WRITTEN EXERCISE: Write out the rows as a JSON list of strings, one string per line and no blank lines. Start at the line containing "find the light reflection on water" and end at the final line of the rows.

THE DATA:

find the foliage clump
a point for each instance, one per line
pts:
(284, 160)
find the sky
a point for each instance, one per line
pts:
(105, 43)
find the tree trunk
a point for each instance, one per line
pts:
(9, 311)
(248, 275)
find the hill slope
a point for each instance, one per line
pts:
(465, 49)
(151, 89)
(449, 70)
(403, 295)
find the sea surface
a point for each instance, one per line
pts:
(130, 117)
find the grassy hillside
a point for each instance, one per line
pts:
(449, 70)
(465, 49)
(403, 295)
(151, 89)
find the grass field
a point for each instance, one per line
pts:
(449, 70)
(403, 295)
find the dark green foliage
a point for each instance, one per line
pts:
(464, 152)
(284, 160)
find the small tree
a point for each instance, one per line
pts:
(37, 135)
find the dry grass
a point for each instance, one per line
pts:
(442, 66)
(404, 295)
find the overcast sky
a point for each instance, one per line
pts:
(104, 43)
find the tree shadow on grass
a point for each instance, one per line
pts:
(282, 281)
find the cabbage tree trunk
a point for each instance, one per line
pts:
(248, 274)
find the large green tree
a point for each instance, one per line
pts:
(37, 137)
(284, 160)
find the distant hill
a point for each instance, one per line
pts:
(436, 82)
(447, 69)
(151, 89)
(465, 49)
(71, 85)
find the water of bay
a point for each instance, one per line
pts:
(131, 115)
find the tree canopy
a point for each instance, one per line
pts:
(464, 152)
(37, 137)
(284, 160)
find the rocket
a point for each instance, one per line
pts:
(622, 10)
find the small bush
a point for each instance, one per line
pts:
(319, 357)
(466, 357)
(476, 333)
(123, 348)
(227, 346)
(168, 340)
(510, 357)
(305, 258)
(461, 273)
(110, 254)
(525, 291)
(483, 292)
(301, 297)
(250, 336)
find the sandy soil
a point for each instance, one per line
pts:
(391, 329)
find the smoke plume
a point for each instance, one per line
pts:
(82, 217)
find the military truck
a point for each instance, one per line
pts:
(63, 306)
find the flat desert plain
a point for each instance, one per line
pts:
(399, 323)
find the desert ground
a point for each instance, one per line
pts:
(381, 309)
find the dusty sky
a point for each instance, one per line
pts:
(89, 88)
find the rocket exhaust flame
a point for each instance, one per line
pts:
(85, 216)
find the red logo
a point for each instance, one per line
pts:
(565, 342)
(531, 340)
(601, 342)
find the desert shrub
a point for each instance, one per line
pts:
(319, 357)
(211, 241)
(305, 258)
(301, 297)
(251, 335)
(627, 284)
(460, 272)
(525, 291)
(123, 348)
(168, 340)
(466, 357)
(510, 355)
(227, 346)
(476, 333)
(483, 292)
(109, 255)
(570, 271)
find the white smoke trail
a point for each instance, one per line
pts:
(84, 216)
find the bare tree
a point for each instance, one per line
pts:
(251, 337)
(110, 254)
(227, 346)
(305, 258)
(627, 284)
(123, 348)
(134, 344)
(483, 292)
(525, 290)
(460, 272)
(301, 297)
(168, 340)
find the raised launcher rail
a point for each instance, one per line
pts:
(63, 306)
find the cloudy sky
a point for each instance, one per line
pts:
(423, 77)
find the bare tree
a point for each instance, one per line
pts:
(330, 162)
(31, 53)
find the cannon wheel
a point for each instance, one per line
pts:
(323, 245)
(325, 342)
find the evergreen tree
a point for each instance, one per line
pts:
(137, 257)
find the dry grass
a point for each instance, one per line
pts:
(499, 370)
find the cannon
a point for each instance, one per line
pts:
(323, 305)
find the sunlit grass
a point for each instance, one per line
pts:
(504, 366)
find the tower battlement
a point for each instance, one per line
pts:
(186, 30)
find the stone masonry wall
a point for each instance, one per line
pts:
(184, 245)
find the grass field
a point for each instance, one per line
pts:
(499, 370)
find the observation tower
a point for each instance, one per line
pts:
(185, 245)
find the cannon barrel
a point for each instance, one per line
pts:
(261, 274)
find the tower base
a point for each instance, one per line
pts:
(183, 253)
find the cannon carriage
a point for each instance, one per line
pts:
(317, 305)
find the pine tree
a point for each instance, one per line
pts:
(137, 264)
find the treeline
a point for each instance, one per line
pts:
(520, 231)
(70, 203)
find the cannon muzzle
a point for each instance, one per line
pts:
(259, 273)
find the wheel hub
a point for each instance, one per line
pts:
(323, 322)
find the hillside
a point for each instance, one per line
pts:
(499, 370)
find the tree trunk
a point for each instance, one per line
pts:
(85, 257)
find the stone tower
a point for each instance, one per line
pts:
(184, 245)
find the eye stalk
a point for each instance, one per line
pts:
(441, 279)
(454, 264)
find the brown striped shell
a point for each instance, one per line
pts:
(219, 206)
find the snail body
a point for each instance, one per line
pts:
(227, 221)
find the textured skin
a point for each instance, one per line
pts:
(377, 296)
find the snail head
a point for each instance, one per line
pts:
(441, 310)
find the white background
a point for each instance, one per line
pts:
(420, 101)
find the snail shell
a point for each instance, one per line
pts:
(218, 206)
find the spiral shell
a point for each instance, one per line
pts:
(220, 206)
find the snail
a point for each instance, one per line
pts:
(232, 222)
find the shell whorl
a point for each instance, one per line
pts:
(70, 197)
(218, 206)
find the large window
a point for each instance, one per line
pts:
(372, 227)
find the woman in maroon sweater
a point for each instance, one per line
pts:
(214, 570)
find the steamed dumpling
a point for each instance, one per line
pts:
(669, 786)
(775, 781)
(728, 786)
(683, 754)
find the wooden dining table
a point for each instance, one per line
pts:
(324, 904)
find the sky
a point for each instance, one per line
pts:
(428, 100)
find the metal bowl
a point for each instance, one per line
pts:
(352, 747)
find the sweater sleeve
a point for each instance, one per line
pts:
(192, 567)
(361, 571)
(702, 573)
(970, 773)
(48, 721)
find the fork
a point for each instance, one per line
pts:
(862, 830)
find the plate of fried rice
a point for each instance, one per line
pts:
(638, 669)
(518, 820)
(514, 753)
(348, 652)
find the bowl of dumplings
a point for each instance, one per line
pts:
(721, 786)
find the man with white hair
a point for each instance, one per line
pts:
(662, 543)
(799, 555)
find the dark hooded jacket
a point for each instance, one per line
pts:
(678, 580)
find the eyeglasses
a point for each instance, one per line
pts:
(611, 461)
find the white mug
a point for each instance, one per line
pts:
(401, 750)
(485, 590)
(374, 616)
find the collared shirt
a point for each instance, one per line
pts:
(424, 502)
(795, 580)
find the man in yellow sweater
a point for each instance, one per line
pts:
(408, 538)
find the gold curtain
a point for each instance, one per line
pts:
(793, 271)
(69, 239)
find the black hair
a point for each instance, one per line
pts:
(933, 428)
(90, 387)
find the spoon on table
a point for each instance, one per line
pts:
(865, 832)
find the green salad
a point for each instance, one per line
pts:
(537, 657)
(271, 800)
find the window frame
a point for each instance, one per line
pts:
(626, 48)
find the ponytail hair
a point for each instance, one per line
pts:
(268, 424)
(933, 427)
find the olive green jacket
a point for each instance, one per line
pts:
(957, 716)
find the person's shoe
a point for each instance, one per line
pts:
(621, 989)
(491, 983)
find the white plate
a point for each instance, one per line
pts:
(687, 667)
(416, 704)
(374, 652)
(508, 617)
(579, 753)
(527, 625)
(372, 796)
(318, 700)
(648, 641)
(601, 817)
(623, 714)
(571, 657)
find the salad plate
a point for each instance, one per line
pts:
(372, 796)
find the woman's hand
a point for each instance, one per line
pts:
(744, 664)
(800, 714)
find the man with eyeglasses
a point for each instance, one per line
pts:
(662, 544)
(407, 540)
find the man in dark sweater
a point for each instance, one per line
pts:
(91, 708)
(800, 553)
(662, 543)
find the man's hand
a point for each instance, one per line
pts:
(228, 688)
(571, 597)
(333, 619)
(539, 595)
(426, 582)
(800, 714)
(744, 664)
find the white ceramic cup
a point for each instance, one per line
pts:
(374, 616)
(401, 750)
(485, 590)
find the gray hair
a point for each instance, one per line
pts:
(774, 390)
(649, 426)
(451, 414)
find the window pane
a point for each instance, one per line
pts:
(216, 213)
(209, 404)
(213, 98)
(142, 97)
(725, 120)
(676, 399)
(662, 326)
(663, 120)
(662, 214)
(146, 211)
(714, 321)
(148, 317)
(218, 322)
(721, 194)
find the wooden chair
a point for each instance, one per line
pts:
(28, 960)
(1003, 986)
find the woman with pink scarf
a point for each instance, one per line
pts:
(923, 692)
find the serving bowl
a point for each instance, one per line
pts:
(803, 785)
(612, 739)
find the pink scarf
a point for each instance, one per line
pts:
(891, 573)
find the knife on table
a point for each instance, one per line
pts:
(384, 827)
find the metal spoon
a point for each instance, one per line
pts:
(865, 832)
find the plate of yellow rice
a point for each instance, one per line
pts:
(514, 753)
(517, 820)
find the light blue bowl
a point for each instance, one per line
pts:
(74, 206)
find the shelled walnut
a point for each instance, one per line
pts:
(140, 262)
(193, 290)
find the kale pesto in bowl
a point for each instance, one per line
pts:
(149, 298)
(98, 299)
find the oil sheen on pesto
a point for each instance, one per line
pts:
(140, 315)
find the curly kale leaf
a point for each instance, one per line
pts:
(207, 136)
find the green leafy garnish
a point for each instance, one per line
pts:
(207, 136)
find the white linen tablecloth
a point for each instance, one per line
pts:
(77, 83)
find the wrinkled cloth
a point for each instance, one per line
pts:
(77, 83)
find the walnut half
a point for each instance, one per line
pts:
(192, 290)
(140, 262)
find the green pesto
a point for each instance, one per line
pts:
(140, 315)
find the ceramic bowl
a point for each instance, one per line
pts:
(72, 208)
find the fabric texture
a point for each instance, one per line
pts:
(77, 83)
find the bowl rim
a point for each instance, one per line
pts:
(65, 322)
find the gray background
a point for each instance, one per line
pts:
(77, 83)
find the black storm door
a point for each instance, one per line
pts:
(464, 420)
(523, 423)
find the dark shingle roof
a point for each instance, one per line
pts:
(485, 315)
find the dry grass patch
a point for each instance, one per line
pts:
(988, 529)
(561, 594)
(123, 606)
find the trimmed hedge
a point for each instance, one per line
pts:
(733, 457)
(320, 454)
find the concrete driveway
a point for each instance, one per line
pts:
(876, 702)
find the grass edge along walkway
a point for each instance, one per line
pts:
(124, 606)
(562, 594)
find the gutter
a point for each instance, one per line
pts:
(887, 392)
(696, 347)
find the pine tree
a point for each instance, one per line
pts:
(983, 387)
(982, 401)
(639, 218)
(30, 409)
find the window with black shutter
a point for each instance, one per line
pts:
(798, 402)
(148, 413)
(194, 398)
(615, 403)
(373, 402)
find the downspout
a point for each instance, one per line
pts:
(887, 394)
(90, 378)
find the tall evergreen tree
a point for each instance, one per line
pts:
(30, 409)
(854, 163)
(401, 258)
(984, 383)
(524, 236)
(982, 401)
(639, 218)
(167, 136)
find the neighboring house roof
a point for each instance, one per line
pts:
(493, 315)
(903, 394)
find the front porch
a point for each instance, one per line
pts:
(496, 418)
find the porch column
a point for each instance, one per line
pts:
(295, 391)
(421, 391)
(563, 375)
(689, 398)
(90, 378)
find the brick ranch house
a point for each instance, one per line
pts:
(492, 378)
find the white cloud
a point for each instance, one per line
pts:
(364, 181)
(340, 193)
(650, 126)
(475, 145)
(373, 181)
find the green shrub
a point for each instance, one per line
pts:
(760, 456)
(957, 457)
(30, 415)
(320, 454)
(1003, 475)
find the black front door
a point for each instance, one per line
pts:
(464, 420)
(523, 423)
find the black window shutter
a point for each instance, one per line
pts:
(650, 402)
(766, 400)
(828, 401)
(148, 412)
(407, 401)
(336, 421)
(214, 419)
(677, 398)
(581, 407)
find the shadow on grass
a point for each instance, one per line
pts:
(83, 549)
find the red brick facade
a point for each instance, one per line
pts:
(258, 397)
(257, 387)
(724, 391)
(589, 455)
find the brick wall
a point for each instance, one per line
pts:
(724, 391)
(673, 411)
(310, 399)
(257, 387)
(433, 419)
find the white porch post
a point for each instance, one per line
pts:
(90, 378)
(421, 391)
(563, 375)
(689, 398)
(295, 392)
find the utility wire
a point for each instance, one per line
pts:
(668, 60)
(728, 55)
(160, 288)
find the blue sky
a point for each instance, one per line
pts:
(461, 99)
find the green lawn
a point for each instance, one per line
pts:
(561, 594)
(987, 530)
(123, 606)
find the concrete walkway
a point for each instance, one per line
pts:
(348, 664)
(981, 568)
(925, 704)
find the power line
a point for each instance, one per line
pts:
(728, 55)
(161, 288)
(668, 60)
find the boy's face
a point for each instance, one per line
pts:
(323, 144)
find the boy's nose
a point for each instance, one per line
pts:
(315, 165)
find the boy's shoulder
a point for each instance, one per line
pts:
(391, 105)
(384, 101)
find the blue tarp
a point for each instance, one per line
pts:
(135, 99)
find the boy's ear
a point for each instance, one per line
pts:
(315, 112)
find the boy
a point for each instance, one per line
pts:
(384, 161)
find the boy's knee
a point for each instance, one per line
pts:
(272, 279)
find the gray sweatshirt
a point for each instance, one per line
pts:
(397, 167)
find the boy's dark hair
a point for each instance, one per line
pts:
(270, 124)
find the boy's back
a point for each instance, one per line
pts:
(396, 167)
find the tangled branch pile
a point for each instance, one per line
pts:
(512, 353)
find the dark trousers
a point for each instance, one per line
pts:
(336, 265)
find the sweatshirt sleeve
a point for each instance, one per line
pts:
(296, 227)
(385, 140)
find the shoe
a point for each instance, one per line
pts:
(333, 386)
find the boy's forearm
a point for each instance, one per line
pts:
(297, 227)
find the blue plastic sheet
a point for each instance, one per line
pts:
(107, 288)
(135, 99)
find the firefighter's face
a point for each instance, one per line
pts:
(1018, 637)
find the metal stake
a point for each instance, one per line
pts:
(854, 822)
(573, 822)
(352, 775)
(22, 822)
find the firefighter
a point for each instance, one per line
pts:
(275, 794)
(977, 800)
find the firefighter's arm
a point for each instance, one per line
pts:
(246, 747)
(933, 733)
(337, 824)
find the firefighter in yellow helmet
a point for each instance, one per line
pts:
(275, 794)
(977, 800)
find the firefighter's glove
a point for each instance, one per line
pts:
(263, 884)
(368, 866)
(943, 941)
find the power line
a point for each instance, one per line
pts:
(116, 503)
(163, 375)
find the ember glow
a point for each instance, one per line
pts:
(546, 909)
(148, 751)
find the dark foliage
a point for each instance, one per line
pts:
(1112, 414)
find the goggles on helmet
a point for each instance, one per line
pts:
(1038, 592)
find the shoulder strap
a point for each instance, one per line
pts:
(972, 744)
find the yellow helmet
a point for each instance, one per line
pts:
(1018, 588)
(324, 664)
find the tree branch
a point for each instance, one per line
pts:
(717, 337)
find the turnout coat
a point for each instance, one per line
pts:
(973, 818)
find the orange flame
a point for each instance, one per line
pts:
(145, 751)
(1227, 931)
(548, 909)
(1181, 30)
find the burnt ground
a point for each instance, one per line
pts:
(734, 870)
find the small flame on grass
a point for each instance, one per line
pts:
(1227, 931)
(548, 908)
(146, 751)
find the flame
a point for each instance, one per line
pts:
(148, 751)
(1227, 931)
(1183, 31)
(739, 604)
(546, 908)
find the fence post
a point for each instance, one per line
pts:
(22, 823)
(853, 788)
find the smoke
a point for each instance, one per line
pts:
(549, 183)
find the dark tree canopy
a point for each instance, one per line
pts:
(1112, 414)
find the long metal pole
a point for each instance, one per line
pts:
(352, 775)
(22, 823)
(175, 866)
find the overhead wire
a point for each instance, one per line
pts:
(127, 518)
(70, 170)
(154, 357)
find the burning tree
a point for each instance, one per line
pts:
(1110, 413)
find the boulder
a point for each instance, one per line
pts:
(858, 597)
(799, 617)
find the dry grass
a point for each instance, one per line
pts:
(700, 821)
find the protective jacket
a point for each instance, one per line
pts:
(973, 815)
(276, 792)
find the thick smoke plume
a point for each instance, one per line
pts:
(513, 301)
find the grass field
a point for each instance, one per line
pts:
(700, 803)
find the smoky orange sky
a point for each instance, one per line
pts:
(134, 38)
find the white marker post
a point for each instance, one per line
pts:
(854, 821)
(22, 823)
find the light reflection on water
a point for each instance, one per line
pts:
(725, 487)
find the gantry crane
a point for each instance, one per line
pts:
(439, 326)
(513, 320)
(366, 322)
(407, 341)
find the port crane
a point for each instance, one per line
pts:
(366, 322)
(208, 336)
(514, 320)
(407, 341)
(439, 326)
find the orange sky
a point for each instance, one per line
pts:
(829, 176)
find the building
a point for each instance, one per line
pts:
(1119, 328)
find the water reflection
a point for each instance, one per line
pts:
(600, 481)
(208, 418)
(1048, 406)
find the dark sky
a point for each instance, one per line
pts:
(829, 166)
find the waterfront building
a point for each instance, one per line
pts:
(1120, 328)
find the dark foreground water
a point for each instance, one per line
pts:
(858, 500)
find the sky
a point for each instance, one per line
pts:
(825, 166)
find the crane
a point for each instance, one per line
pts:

SOLUTION TO THIS TASK:
[
  "find the light reflection on water",
  "a point for each instance, one per line",
  "pts:",
  "(725, 487)",
  "find the gantry crane",
  "a point for each instance, one per line",
  "pts:",
  "(439, 326)",
  "(513, 320)",
  "(366, 322)",
  "(407, 341)",
  "find the port crane",
  "a point for each instance, one per line",
  "pts:",
  "(366, 322)",
  "(208, 336)",
  "(514, 320)",
  "(407, 341)",
  "(439, 326)",
  "find the orange sky",
  "a point for each instance, one per line",
  "pts:",
  "(829, 176)",
  "find the building",
  "a point for each instance, one per line",
  "pts:",
  "(1119, 328)",
  "find the water reflection",
  "a point for each instance, one per line",
  "pts:",
  "(600, 481)",
  "(208, 418)",
  "(1048, 406)",
  "find the dark sky",
  "a point for each instance, one per line",
  "pts:",
  "(829, 166)",
  "find the waterfront building",
  "a point for each instance, one per line",
  "pts:",
  "(1120, 328)",
  "find the dark foreground water",
  "a point for each instance, one per line",
  "pts:",
  "(858, 500)",
  "find the sky",
  "a point for each instance, one per line",
  "pts:",
  "(825, 166)",
  "find the crane",
  "a point for each instance, one per line",
  "pts:"
]